▶ [TASK DETAILS]:
Search the listing below for the word "then" and copy each line that holds it.

▶ [SUPPLIED ENTRIES]:

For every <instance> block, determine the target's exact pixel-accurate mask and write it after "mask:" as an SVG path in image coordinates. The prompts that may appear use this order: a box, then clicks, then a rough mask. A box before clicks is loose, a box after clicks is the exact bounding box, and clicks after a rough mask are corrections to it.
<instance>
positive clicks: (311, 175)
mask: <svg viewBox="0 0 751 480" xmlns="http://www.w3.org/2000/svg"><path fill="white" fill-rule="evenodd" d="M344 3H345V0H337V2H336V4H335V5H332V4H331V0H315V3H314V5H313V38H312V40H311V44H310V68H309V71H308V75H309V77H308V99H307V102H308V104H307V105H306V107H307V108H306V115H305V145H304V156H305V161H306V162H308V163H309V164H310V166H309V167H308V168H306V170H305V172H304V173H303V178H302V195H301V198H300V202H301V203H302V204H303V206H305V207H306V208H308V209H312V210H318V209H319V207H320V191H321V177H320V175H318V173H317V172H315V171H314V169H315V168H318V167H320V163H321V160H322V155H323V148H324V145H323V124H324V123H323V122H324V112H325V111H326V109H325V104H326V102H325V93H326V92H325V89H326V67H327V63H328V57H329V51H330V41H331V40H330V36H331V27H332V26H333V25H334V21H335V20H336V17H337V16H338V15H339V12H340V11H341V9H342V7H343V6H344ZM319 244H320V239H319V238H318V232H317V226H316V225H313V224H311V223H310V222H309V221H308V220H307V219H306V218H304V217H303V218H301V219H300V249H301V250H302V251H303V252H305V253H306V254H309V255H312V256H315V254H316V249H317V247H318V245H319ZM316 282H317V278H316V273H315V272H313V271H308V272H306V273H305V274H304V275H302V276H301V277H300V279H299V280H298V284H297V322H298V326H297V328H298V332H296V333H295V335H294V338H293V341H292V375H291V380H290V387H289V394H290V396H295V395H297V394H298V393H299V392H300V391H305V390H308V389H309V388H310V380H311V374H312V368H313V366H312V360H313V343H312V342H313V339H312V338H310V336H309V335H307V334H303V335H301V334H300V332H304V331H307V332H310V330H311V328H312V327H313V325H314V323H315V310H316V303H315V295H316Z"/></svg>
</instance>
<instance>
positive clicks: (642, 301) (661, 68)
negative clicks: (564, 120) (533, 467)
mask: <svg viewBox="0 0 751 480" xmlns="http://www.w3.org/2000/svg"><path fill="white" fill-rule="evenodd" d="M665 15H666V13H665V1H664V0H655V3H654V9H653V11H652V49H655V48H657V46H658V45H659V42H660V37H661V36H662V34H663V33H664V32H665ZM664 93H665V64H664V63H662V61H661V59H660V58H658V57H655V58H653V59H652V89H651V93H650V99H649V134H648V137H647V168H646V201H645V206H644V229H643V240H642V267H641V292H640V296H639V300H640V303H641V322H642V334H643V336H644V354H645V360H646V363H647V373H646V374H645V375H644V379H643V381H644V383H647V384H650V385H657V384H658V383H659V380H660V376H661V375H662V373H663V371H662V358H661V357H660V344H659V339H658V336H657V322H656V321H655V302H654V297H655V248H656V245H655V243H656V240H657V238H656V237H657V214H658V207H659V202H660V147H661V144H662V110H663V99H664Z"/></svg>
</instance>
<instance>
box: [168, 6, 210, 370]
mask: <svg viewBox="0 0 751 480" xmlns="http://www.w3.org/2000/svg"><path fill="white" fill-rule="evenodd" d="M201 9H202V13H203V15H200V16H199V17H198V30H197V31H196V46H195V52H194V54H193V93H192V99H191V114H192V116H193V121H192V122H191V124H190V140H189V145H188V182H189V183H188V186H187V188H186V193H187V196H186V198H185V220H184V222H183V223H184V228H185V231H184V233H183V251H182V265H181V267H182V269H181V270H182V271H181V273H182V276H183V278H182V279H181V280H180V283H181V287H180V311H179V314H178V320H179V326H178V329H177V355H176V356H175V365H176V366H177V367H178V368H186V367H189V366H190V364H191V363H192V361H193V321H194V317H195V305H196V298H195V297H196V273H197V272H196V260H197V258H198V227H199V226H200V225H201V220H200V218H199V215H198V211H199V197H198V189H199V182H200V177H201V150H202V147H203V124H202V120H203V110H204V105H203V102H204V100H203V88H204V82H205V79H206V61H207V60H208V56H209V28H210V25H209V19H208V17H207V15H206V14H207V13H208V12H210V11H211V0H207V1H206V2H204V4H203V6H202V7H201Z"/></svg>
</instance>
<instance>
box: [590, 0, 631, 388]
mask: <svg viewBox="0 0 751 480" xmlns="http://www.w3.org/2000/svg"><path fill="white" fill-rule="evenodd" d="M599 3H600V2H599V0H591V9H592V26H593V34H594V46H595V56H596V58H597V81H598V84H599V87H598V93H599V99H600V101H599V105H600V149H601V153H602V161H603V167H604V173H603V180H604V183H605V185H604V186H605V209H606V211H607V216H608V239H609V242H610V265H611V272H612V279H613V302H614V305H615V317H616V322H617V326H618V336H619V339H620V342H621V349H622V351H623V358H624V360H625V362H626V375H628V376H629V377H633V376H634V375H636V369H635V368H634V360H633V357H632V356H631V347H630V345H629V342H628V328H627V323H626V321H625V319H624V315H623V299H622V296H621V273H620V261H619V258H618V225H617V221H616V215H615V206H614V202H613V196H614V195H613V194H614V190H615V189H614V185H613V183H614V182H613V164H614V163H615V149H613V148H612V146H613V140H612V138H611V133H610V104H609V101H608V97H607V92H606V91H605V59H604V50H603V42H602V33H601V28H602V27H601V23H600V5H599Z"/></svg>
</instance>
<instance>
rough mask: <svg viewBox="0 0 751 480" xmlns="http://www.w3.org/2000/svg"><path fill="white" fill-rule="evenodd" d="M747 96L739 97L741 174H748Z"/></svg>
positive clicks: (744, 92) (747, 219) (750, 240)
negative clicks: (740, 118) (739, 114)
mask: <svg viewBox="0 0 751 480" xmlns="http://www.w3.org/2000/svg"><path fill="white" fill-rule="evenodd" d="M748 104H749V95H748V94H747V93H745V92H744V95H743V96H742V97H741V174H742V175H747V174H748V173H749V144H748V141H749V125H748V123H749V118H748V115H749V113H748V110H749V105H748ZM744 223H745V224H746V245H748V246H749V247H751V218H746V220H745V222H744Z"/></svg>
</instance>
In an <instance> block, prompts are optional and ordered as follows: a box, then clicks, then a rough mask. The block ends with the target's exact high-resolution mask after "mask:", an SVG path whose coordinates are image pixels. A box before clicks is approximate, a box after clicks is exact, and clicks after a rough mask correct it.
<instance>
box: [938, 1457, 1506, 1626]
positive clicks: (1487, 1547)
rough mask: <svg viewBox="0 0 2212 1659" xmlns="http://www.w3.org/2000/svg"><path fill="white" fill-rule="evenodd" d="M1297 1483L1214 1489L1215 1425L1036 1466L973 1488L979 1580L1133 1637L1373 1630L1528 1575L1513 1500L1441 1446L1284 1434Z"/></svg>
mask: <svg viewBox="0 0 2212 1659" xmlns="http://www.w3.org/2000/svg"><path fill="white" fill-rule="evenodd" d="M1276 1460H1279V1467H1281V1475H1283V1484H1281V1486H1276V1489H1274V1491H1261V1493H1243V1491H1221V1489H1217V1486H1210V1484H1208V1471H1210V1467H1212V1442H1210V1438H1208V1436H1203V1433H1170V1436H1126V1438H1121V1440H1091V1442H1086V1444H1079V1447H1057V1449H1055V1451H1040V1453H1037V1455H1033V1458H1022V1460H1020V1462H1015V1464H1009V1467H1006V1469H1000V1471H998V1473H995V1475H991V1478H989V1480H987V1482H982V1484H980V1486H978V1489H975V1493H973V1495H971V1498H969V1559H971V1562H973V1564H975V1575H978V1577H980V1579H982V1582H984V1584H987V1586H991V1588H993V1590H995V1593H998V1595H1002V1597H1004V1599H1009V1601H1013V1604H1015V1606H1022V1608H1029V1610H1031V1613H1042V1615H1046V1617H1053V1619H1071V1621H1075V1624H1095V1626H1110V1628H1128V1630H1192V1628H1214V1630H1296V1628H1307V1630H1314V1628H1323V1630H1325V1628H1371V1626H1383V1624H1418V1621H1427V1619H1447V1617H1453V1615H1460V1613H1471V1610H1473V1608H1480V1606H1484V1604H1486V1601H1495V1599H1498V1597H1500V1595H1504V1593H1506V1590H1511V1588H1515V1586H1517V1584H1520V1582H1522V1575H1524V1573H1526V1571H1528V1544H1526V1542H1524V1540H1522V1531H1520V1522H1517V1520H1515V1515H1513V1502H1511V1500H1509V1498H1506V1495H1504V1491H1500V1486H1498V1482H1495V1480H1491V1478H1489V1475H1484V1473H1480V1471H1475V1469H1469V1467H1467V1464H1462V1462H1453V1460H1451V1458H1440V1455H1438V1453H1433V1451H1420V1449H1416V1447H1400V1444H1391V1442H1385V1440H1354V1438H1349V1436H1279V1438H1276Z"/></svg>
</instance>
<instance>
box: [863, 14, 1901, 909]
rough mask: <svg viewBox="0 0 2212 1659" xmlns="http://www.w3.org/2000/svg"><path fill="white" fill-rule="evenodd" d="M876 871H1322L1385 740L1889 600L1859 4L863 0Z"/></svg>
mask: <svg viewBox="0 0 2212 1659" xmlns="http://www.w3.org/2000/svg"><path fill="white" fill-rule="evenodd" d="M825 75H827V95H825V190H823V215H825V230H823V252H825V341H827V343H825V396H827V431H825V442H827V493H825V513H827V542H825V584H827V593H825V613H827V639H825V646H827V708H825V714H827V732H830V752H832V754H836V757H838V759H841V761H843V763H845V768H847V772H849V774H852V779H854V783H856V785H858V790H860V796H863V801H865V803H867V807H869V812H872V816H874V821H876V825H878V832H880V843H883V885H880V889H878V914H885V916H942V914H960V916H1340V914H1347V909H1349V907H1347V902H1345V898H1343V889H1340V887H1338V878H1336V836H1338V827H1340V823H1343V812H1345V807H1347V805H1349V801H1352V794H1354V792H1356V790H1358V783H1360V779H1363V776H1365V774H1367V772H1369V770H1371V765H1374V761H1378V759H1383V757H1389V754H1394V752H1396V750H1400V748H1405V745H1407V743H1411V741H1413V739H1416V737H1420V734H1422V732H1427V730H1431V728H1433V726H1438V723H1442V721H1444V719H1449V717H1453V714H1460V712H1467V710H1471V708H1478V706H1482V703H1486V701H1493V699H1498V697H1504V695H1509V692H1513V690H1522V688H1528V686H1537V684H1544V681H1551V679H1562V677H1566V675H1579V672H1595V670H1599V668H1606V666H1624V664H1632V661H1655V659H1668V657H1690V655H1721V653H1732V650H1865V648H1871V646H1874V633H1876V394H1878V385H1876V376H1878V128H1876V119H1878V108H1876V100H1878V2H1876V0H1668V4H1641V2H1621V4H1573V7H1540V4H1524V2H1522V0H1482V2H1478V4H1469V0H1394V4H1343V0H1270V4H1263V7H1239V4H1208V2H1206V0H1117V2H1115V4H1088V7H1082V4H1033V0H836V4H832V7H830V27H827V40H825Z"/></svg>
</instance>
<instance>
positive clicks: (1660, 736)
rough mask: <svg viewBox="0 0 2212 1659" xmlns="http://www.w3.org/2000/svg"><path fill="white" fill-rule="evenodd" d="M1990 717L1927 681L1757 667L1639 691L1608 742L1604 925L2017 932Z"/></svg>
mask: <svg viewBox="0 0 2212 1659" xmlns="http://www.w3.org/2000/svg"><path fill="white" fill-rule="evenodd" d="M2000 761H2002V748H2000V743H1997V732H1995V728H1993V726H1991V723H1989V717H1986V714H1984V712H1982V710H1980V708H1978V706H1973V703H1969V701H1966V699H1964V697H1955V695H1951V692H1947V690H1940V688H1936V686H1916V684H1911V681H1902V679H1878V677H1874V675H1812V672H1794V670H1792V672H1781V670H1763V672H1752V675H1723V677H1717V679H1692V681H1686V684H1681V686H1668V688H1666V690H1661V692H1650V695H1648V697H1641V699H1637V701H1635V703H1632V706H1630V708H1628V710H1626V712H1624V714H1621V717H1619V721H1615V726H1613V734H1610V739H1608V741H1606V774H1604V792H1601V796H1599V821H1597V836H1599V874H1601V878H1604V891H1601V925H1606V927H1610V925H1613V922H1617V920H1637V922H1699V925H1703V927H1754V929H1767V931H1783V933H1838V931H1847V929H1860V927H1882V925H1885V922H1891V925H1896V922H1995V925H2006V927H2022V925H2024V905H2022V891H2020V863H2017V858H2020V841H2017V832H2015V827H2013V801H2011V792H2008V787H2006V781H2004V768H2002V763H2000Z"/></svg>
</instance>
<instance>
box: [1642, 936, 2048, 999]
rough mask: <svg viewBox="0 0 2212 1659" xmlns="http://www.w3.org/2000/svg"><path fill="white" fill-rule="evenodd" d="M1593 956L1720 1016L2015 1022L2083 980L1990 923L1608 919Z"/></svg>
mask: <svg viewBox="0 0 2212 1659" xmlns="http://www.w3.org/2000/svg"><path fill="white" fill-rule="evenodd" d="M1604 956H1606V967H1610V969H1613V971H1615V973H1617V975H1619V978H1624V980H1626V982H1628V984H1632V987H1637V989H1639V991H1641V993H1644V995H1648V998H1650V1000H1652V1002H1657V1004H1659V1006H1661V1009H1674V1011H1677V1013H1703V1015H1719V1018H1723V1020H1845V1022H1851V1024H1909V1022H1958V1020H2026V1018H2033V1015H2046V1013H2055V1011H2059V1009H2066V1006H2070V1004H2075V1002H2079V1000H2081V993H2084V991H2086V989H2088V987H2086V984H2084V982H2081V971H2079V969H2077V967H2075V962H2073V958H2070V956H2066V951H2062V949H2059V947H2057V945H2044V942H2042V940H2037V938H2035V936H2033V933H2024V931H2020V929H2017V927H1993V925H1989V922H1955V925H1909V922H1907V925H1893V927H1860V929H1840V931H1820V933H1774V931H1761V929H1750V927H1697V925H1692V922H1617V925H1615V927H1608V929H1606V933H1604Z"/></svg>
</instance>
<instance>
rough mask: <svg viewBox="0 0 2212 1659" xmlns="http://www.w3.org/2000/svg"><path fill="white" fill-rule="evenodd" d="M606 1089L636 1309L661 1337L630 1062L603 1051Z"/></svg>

▶ [RESPONSE AREA]:
For every <instance> block, determine the target's exact pixel-accurate mask and write it after "mask:" as an SVG path in image coordinates. The prompts that may appear use this order: a box, then clicks, then a rough mask. A box before clicks is loose, a box after clicks is the exact bounding box, and clicks after a rough mask are corrections to it.
In an <instance> block, prompts are optional and ordered as follows: a box, then clicks, then a rough mask. The block ends with the target's exact high-resolution mask after "mask:", an SVG path whose coordinates are image pixels. A box before clicks is approximate, a box after clicks is exact, and clicks after a rough mask correct it.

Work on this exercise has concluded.